▶ _Exercise objective_: Please begin at the line that has "Note: pick out each instance of the sandy", stop after the last of the rows, and switch each "Mark one point" there to "Place a single point", leaving every other word unchanged. Omit the pictures from your answer.

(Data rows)

§

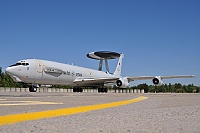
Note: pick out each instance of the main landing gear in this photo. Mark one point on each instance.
(32, 88)
(102, 90)
(77, 89)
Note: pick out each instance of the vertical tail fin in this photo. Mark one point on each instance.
(119, 66)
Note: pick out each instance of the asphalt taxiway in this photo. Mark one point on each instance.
(98, 112)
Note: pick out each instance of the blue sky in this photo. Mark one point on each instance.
(157, 37)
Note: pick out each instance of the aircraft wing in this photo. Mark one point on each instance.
(161, 77)
(91, 81)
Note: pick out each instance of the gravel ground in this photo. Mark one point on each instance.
(174, 113)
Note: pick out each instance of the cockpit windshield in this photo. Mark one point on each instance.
(20, 63)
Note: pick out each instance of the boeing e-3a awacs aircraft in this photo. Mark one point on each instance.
(43, 72)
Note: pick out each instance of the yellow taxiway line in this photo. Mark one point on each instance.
(14, 118)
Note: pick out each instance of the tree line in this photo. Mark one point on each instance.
(7, 81)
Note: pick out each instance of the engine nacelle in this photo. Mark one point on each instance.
(122, 82)
(157, 81)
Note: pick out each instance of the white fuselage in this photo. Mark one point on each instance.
(36, 71)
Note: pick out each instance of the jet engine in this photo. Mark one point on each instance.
(122, 82)
(157, 81)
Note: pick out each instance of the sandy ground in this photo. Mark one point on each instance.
(174, 113)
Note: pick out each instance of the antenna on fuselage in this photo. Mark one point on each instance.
(103, 56)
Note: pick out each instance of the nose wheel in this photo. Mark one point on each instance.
(32, 89)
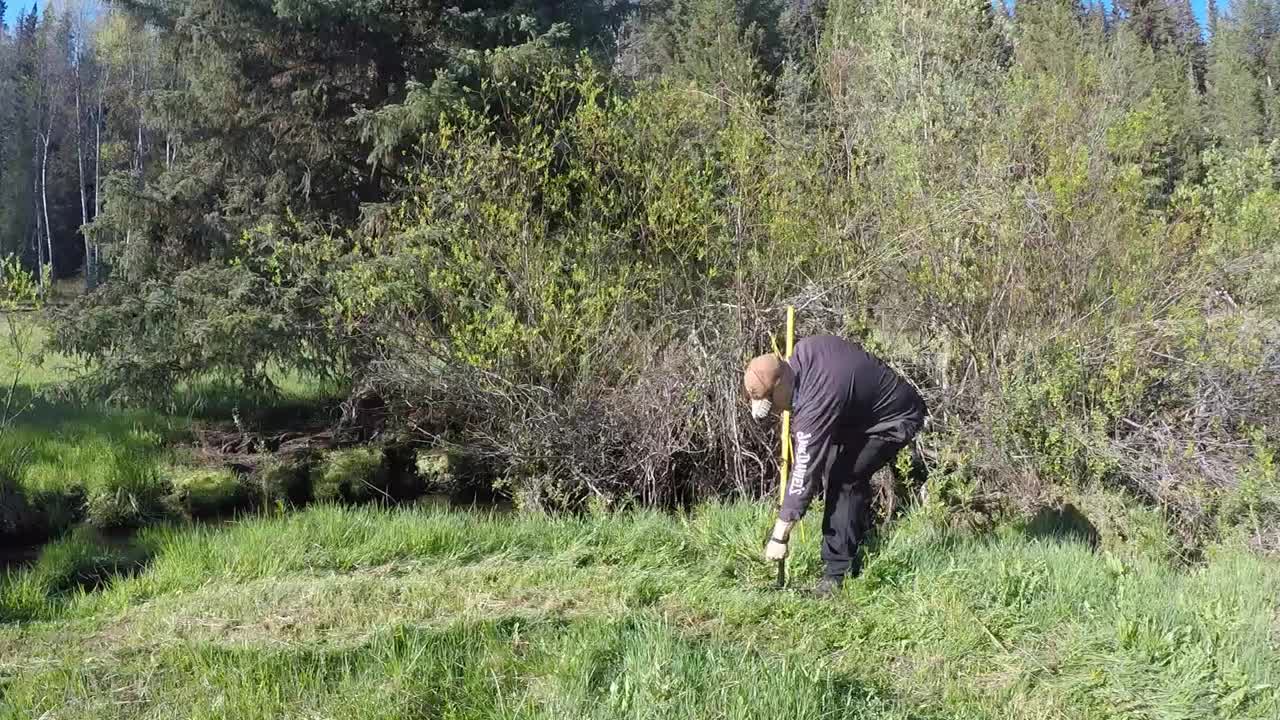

§

▶ _Response_:
Note: pick out each instance of the sandy ground in this photo. Place a single point on each instance.
(174, 113)
Note: pick out each instance of the antenna on fuselage in this photo. Place a single point on each instance.
(103, 56)
Note: pick out each instance of the nose wheel in this photo. Place a single point on each instance.
(32, 89)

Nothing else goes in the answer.